* TASK BRIEF
Please write out each entry that follows, keeping it exactly the same.

* THE DATA
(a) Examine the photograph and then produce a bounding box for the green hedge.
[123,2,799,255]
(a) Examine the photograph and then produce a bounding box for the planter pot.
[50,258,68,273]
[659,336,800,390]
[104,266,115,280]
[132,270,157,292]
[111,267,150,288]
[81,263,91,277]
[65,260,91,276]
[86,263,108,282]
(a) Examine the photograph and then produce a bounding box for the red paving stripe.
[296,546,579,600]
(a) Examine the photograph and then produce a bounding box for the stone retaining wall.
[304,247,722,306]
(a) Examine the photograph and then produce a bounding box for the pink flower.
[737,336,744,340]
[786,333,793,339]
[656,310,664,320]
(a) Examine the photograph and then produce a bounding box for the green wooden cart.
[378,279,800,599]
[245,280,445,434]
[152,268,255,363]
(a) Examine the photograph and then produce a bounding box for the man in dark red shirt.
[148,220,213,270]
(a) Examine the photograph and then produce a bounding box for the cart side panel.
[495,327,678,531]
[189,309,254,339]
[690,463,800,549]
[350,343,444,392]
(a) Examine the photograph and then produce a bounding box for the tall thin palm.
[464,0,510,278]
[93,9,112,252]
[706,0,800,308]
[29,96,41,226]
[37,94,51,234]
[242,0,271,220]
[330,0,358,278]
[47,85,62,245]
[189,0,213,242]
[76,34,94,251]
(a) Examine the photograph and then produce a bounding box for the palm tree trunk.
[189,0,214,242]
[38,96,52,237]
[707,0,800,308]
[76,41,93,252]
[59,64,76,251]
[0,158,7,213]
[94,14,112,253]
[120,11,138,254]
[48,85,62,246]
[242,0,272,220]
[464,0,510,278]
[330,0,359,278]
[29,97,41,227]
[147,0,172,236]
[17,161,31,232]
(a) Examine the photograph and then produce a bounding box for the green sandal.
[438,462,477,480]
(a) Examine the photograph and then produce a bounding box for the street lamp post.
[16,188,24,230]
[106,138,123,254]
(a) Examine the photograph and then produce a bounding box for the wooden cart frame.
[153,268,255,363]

* ANSWER
(a) Examine the photograph and then produce a bounding box for the green hedge.
[123,2,799,255]
(a) Examine the photograph and then produce a bounding box for the planter pot.
[50,258,68,273]
[659,336,800,390]
[104,266,115,280]
[132,270,157,292]
[111,267,150,288]
[81,263,91,277]
[65,260,91,276]
[86,263,108,282]
(a) Examine the photograph and then produce a bounding box for the red paving stripe.
[296,546,579,600]
(a) Examine the photograph and then produce a bounding box for the stone retaining wall.
[304,247,722,306]
(a) Examine the photograph and then produce a bounding box for the pink flower.
[737,336,744,340]
[786,333,793,339]
[656,310,664,320]
(a) Examine the photograph and then produce a bounding box for the green wooden cart.
[378,279,800,599]
[245,280,445,434]
[152,268,255,363]
(a) Examine the photograph and then produce a bounding box for the man in dark red shirt.
[148,220,213,270]
(a) Examine the photograph and then produce a bounding box for the cart side panel.
[495,327,678,531]
[189,309,254,339]
[690,463,800,549]
[350,343,444,392]
(a) Examine the photograph and then produce a bounding box for the tall thin palm.
[464,0,510,278]
[93,9,112,252]
[706,0,800,308]
[29,96,41,226]
[37,94,51,234]
[242,0,271,220]
[330,0,358,278]
[47,85,62,245]
[189,0,213,242]
[76,34,94,251]
(a) Examine the photograph and then produce a bounding box for the palm tree trunk.
[189,0,214,242]
[38,96,52,237]
[707,0,800,308]
[76,41,93,252]
[59,64,76,251]
[0,158,7,213]
[94,14,112,253]
[120,11,138,254]
[48,85,62,246]
[242,0,272,220]
[464,0,510,278]
[330,0,359,278]
[29,97,41,227]
[147,0,172,236]
[17,161,31,232]
(a) Examine the photograph and then produce a bounding box for the green sandal.
[438,462,477,480]
(a) Examine the photograph and then produce a bounding box for the street lamp post.
[16,188,24,230]
[106,138,123,254]
(a) Examine the photograph and then produce a bounding box for the wooden cart frame.
[153,268,255,363]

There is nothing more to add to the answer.